> **What is expected**: Write each line exactly as it stands, from the line containing "In this exercise you will mark each instance of the firefighter" through the end of the data.
** start Given data **
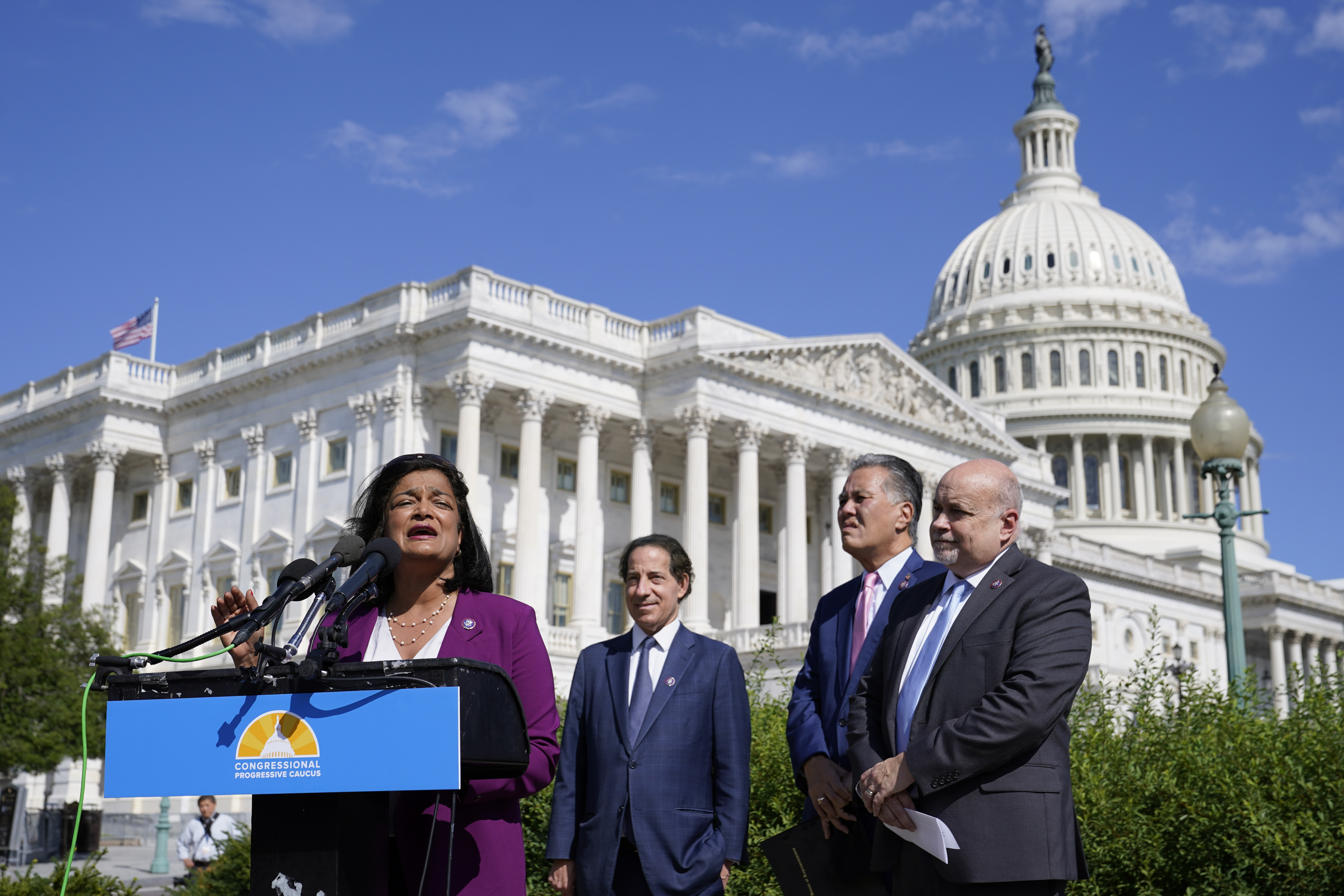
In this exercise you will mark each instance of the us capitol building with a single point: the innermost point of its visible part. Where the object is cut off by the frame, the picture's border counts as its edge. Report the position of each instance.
(1058, 342)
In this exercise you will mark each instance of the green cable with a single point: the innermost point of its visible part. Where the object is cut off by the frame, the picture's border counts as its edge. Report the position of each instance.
(84, 737)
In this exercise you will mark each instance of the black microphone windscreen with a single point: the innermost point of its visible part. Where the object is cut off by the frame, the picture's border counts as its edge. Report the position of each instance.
(350, 547)
(298, 570)
(389, 549)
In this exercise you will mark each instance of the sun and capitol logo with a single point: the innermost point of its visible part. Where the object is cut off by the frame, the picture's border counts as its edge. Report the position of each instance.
(277, 735)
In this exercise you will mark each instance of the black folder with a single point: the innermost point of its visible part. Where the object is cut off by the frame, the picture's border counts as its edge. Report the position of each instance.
(808, 864)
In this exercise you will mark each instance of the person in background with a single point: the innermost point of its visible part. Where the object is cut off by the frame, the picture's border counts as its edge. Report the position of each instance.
(203, 836)
(877, 519)
(655, 780)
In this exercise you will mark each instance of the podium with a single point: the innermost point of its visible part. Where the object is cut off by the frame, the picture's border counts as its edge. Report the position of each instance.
(323, 774)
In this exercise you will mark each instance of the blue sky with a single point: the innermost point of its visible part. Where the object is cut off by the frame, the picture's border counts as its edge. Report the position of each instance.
(253, 162)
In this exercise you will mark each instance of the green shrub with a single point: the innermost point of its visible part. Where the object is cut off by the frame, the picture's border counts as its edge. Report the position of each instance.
(1209, 794)
(229, 875)
(85, 880)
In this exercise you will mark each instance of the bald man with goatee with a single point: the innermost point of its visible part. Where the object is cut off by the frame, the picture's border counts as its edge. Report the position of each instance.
(963, 714)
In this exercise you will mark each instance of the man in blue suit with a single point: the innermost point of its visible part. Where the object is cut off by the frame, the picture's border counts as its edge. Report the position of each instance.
(879, 511)
(652, 790)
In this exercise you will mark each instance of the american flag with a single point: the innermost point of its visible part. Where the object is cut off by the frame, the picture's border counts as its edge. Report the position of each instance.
(138, 330)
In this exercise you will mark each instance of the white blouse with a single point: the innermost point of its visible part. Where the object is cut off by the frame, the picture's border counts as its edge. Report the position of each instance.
(382, 647)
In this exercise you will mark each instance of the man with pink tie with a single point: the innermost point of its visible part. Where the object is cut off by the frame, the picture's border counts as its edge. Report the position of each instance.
(878, 512)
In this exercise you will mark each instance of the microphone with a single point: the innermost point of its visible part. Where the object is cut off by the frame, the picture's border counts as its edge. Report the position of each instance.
(296, 582)
(382, 555)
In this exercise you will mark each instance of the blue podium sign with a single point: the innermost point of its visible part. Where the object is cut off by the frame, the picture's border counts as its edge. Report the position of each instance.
(303, 743)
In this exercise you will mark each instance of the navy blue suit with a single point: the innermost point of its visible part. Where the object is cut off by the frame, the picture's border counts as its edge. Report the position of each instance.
(820, 706)
(686, 774)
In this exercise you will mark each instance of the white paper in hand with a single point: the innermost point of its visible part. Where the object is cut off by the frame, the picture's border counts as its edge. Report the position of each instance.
(930, 835)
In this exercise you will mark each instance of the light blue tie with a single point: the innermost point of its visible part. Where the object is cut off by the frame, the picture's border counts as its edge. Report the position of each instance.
(924, 667)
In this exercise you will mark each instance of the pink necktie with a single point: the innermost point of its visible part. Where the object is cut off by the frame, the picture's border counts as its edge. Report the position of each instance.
(861, 617)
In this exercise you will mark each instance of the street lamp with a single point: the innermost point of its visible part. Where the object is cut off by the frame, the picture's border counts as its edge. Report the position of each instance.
(1220, 432)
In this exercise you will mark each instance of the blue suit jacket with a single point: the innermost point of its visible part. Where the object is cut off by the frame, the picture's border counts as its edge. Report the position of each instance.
(820, 706)
(686, 776)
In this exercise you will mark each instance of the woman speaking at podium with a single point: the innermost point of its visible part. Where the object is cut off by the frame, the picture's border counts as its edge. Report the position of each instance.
(437, 604)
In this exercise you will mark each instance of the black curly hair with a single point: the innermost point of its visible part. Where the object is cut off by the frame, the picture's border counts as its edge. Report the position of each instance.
(471, 567)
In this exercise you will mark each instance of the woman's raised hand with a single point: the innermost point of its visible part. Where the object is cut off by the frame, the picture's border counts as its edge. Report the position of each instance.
(228, 607)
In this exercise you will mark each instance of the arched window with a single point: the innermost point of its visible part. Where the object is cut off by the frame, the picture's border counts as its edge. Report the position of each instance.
(1060, 467)
(1092, 483)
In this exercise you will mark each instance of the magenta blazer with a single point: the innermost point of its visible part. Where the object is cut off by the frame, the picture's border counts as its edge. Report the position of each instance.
(488, 848)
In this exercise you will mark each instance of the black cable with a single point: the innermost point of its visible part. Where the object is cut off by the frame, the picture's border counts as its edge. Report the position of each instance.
(429, 847)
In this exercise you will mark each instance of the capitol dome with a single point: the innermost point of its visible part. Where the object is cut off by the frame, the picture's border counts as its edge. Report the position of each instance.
(1069, 322)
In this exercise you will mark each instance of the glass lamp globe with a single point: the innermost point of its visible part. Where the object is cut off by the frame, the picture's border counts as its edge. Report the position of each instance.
(1220, 426)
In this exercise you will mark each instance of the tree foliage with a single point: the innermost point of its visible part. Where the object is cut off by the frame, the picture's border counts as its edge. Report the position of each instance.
(45, 653)
(1212, 793)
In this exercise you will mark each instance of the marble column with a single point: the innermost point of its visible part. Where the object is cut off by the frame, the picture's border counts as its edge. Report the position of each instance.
(22, 523)
(533, 544)
(306, 476)
(1181, 486)
(1150, 480)
(588, 530)
(105, 456)
(1311, 658)
(747, 596)
(255, 495)
(470, 390)
(390, 400)
(642, 479)
(796, 449)
(1277, 669)
(697, 421)
(1295, 662)
(58, 524)
(842, 565)
(363, 408)
(1115, 507)
(1079, 493)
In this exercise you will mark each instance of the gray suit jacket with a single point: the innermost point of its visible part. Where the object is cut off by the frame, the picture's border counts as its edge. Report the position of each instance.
(990, 739)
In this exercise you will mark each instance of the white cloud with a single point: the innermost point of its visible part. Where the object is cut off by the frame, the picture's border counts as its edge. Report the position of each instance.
(1237, 38)
(1323, 116)
(1069, 17)
(213, 13)
(855, 46)
(1261, 255)
(283, 21)
(804, 163)
(1328, 31)
(484, 117)
(620, 99)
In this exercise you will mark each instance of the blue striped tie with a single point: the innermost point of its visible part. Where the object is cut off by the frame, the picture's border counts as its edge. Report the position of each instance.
(920, 672)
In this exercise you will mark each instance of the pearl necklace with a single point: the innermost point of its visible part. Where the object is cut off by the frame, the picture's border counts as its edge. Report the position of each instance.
(392, 618)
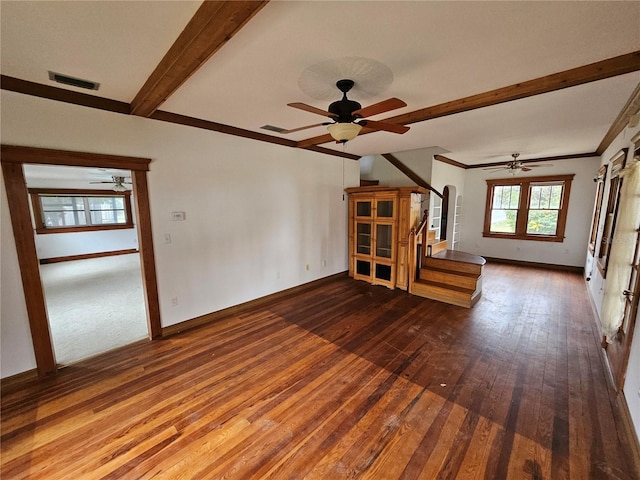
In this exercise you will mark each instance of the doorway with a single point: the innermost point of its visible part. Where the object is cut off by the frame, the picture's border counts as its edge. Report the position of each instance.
(89, 264)
(12, 159)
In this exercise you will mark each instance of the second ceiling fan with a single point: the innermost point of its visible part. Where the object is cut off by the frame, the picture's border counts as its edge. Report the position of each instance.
(348, 116)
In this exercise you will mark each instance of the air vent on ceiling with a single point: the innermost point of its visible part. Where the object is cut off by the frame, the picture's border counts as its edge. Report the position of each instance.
(75, 82)
(274, 129)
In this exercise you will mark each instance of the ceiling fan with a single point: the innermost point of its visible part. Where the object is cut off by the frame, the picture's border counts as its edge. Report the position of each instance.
(348, 116)
(515, 166)
(118, 183)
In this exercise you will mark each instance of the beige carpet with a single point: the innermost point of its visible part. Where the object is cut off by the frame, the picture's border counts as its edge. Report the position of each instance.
(94, 305)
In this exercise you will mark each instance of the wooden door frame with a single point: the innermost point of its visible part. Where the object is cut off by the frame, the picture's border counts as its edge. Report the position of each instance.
(12, 160)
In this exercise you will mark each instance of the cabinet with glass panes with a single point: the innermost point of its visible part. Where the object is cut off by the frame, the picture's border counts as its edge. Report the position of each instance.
(380, 219)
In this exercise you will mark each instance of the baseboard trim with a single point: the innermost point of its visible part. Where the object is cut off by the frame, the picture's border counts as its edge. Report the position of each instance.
(548, 266)
(15, 382)
(44, 261)
(236, 309)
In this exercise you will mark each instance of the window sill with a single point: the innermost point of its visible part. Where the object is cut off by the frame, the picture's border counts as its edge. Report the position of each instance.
(535, 238)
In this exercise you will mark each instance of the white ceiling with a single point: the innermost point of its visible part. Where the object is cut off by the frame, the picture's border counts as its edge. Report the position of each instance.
(437, 51)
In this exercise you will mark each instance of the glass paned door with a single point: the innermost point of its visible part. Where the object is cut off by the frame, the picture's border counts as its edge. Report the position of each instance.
(384, 239)
(384, 209)
(363, 208)
(363, 238)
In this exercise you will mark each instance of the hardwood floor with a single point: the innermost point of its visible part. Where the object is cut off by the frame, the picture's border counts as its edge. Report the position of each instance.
(347, 380)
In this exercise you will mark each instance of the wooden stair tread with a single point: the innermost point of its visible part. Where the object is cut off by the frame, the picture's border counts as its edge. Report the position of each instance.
(462, 257)
(430, 268)
(445, 286)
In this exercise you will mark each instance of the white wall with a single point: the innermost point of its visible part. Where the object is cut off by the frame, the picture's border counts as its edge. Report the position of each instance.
(54, 245)
(256, 213)
(376, 167)
(571, 252)
(443, 175)
(597, 285)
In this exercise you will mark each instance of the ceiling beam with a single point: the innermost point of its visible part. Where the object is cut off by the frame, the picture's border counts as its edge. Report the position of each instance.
(396, 162)
(25, 87)
(211, 27)
(537, 160)
(604, 69)
(631, 108)
(450, 161)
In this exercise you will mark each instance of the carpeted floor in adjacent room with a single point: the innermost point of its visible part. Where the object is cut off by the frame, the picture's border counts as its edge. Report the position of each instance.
(94, 305)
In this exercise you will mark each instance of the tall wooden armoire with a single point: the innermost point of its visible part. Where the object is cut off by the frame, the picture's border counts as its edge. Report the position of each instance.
(380, 219)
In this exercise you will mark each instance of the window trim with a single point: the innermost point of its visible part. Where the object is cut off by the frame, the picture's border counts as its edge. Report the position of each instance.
(523, 207)
(38, 215)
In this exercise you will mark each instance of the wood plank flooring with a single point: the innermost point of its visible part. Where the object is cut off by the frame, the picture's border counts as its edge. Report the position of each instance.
(347, 380)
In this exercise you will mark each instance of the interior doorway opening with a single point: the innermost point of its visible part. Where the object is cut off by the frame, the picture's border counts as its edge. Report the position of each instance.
(13, 159)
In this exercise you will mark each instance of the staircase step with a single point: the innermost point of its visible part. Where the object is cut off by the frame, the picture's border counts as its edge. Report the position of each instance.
(437, 247)
(463, 297)
(449, 277)
(446, 261)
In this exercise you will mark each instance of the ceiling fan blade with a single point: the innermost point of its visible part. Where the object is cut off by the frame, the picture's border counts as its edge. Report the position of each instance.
(380, 107)
(388, 127)
(303, 128)
(309, 108)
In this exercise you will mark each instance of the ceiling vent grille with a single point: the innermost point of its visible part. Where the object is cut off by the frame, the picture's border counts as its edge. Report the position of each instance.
(74, 82)
(274, 129)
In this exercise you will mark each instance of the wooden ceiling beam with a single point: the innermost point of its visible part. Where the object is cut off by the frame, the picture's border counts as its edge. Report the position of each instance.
(604, 69)
(211, 27)
(631, 108)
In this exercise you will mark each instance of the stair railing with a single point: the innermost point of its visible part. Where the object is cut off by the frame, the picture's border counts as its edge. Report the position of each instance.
(418, 235)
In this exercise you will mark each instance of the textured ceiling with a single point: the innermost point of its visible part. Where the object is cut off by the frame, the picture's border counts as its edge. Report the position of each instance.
(437, 51)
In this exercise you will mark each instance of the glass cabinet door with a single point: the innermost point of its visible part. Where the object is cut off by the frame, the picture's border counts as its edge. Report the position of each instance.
(384, 209)
(363, 238)
(363, 208)
(384, 238)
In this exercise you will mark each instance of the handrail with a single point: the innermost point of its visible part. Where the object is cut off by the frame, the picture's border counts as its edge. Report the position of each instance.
(413, 247)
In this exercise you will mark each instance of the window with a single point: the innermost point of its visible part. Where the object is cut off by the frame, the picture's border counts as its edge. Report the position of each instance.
(600, 178)
(58, 211)
(615, 187)
(532, 208)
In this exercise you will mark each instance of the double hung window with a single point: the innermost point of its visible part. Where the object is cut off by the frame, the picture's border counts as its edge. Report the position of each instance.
(533, 208)
(69, 210)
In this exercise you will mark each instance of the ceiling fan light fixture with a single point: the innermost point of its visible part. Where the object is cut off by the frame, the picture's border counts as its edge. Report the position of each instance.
(343, 132)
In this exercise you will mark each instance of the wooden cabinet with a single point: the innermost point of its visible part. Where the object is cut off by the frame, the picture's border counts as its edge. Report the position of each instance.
(380, 219)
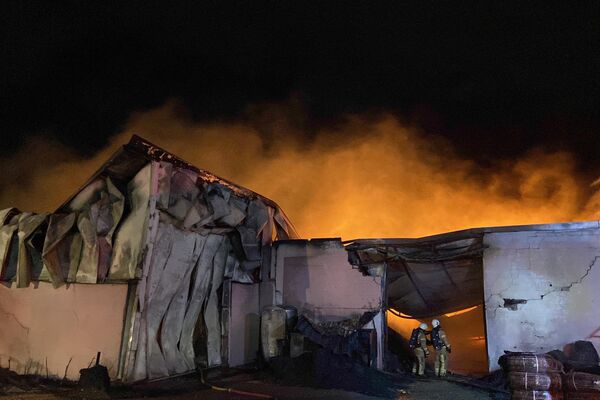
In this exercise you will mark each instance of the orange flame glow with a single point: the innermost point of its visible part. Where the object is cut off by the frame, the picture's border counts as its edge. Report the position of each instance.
(367, 177)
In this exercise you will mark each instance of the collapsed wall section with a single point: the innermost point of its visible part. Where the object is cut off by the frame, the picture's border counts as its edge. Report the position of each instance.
(541, 290)
(202, 235)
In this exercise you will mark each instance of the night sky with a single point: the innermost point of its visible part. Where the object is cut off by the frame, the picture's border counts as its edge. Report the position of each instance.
(497, 78)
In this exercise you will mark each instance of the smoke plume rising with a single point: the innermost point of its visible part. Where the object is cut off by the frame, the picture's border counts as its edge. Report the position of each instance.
(365, 177)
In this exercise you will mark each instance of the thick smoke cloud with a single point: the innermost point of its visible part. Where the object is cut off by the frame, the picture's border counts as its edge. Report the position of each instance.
(368, 176)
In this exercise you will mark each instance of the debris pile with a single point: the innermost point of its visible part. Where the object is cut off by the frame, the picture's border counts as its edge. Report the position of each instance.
(532, 376)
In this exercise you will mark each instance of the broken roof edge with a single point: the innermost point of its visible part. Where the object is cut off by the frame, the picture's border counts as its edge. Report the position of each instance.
(475, 232)
(138, 146)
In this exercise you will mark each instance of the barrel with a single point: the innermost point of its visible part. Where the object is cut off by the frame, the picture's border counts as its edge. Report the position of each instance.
(534, 381)
(536, 395)
(529, 362)
(582, 382)
(582, 396)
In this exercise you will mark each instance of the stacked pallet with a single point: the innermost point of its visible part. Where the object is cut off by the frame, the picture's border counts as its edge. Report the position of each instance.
(533, 376)
(581, 386)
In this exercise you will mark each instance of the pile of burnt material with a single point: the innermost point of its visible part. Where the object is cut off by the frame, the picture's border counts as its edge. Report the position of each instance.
(532, 376)
(581, 386)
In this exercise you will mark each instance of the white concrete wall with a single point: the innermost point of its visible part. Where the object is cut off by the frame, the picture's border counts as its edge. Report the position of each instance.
(315, 277)
(46, 326)
(557, 273)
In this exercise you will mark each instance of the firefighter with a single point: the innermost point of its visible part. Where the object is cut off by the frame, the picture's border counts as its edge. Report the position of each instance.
(440, 343)
(418, 342)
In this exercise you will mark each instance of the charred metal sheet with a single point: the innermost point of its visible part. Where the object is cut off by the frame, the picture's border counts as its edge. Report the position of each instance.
(211, 313)
(8, 242)
(199, 289)
(425, 277)
(176, 268)
(172, 323)
(28, 223)
(59, 226)
(130, 238)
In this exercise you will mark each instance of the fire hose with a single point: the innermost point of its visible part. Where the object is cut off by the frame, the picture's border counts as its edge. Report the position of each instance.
(232, 390)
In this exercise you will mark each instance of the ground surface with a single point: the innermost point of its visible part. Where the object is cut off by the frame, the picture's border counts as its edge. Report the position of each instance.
(190, 387)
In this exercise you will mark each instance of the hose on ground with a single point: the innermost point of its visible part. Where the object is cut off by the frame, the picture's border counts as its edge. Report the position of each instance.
(232, 390)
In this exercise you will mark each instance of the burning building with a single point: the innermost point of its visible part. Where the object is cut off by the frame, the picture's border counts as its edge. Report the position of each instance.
(162, 266)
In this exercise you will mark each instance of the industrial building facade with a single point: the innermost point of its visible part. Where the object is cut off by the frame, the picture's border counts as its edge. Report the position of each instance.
(163, 267)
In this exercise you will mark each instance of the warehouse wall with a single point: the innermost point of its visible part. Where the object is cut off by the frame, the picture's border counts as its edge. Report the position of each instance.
(316, 277)
(45, 329)
(541, 290)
** end Given data **
> **Written reply**:
In this exercise you will mark each instance of the firefighter with a single point: the innermost point of its visible part. Where the object is cut off by the frame, the picture's border counts as its edge. Report the position of each instance.
(440, 343)
(418, 342)
In this exercise you will mark each instance of the charred metal sheet with a single point: the innermost point of its visible part. Where the object is cut off by the frame, the picture's border counts as its edge. Report the position of each instance.
(211, 313)
(8, 242)
(199, 289)
(425, 277)
(176, 268)
(172, 323)
(28, 223)
(59, 226)
(130, 238)
In this exercise you will mark each instance of the fire hose with a single point: the innermost point of its visible part. Where the object is cut off by the frame, the picture's border counts as its edge. Report the position of each instance.
(232, 390)
In this exercise you will mark each instance of the ground surface with a single point: the innermost point of its visible part. Where the object is cut off by the frame, the picture's border counts as its edge. Report the position of each instance.
(190, 387)
In this exercise you will mark each instance of the hose on ground with a single point: the innermost point of its visible part. Where the object is cut off by the frame, the picture's border counts as its edge. Report the position of each instance.
(232, 390)
In this exercise you will mark each instance of the burning building with a single point: the innermost point of its visible part. Where the object is cut off by the frame, the picture's border counts as its edge. Report the position of each instance.
(162, 266)
In this exercise you will mark each instance of the industrial building facade with a single point: the innermost point of its visible part. Where the object is cut off by the frame, the picture's border counts as its edge. Report the position of each instance.
(163, 267)
In this exercise you will mark each instance of the warehouse wall with a single point: the innermost point of its visible part. Where the object is cut off by the frame, the picture's border counts as its edge. Report the position of each instance.
(316, 277)
(45, 329)
(541, 290)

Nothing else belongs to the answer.